**Brief:**
Could you reproduce the material from its start through the line holding "left=0, top=0, right=70, bottom=168", inclusive, substituting "locator" for "detector" and leaving everything else unchanged?

________________________

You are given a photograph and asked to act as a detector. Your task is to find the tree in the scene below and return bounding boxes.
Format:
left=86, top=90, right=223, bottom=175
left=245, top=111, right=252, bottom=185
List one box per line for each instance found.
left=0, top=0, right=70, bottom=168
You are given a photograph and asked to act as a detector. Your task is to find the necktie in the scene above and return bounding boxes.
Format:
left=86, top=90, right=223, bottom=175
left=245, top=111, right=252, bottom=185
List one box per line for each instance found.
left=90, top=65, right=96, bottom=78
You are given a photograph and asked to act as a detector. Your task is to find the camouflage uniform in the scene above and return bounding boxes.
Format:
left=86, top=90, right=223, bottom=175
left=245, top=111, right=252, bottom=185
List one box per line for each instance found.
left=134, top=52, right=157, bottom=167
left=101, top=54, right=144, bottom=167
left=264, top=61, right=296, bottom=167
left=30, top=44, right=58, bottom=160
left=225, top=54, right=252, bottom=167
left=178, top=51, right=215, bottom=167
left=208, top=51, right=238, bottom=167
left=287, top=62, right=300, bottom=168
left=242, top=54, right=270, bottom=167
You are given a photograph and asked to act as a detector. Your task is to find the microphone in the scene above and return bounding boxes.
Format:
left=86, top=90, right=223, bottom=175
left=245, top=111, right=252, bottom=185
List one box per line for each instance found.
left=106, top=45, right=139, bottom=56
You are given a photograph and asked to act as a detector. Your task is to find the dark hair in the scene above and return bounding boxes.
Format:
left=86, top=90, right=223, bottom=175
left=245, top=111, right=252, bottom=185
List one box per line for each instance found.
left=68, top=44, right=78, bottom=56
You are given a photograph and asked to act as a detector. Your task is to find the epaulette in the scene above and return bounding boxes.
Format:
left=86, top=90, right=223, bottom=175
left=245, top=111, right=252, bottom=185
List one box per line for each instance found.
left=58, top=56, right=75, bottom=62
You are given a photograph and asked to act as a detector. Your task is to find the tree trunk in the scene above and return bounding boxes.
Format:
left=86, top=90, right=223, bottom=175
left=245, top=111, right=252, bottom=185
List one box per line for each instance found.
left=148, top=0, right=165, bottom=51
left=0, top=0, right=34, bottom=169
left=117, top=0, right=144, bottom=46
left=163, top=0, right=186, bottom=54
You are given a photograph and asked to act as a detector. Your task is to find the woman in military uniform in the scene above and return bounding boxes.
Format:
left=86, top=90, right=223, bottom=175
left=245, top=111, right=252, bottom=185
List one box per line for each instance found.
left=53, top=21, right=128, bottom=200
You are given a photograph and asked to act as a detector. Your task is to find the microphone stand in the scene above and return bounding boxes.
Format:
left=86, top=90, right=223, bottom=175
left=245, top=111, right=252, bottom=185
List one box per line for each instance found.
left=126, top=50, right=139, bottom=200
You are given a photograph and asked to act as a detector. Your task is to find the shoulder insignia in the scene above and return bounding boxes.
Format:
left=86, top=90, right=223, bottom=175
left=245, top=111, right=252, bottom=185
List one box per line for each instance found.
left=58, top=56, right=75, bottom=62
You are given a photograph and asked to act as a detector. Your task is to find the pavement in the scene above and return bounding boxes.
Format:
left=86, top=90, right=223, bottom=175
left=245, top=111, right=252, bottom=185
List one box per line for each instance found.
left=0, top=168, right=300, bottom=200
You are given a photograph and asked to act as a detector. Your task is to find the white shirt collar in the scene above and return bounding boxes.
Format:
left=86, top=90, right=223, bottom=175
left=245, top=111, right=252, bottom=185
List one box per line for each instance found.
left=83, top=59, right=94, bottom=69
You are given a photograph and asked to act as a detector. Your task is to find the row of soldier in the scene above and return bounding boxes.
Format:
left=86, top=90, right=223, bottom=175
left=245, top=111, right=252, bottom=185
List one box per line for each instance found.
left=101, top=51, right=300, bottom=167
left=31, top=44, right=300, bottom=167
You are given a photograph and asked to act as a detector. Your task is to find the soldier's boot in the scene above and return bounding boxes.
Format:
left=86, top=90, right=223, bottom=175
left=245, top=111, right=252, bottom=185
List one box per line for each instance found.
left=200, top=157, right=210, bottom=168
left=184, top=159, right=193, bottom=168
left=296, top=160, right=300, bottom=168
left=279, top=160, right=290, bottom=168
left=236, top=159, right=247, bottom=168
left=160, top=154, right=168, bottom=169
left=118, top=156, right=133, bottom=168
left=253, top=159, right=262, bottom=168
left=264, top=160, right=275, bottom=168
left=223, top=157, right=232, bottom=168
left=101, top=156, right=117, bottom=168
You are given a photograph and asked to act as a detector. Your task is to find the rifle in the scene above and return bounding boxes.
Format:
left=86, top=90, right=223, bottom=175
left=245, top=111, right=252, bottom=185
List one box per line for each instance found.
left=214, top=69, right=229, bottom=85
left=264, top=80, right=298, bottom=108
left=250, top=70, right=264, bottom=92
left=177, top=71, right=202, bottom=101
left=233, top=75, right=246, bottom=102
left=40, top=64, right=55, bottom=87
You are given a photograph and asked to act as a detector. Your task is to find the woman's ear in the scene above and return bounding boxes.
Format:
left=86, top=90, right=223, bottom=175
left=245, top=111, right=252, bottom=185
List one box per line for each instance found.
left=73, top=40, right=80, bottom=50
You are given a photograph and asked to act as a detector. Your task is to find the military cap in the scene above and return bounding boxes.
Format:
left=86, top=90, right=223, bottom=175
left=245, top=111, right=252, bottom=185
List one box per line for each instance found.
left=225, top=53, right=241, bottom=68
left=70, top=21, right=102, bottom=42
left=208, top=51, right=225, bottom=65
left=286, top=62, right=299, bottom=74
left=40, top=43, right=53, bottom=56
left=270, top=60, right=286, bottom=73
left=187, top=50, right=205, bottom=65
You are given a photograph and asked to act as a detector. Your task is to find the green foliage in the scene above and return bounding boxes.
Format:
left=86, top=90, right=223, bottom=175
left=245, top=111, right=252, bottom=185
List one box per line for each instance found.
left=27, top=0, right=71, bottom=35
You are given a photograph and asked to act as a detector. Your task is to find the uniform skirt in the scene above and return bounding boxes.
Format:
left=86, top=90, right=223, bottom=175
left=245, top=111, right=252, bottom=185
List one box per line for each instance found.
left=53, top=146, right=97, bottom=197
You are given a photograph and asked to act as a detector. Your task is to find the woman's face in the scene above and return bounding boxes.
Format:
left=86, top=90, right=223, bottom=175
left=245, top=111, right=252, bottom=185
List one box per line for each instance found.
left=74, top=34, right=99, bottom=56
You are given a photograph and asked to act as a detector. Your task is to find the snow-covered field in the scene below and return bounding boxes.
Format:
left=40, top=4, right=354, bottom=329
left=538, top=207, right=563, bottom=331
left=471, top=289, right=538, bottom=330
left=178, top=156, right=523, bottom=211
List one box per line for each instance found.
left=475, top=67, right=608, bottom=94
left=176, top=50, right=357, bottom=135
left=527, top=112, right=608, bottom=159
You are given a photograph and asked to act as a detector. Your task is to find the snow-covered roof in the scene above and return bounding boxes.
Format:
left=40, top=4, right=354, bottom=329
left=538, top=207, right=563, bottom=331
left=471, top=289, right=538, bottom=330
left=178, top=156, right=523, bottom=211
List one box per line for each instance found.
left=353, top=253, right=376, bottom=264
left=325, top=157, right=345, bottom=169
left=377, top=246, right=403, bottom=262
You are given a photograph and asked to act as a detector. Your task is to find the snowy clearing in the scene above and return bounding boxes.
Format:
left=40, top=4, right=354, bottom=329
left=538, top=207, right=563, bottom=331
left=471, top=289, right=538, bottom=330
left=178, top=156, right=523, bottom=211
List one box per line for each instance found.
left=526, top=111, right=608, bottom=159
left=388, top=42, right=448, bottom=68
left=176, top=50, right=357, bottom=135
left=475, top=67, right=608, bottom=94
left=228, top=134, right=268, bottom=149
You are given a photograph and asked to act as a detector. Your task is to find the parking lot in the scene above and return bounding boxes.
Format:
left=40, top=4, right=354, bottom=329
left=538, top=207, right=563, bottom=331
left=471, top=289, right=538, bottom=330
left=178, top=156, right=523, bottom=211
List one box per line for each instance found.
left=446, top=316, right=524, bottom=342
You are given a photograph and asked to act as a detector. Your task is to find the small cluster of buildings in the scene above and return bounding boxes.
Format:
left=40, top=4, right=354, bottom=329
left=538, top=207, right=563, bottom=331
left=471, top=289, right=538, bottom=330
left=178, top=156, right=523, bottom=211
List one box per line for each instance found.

________________________

**Written solution:**
You are given a photograph and asked to act as a locator. Your task is to find the tree in the scene below and return bounding boxes.
Format:
left=86, top=90, right=223, bottom=175
left=245, top=111, right=252, bottom=185
List one box per line for each instance found.
left=0, top=0, right=70, bottom=168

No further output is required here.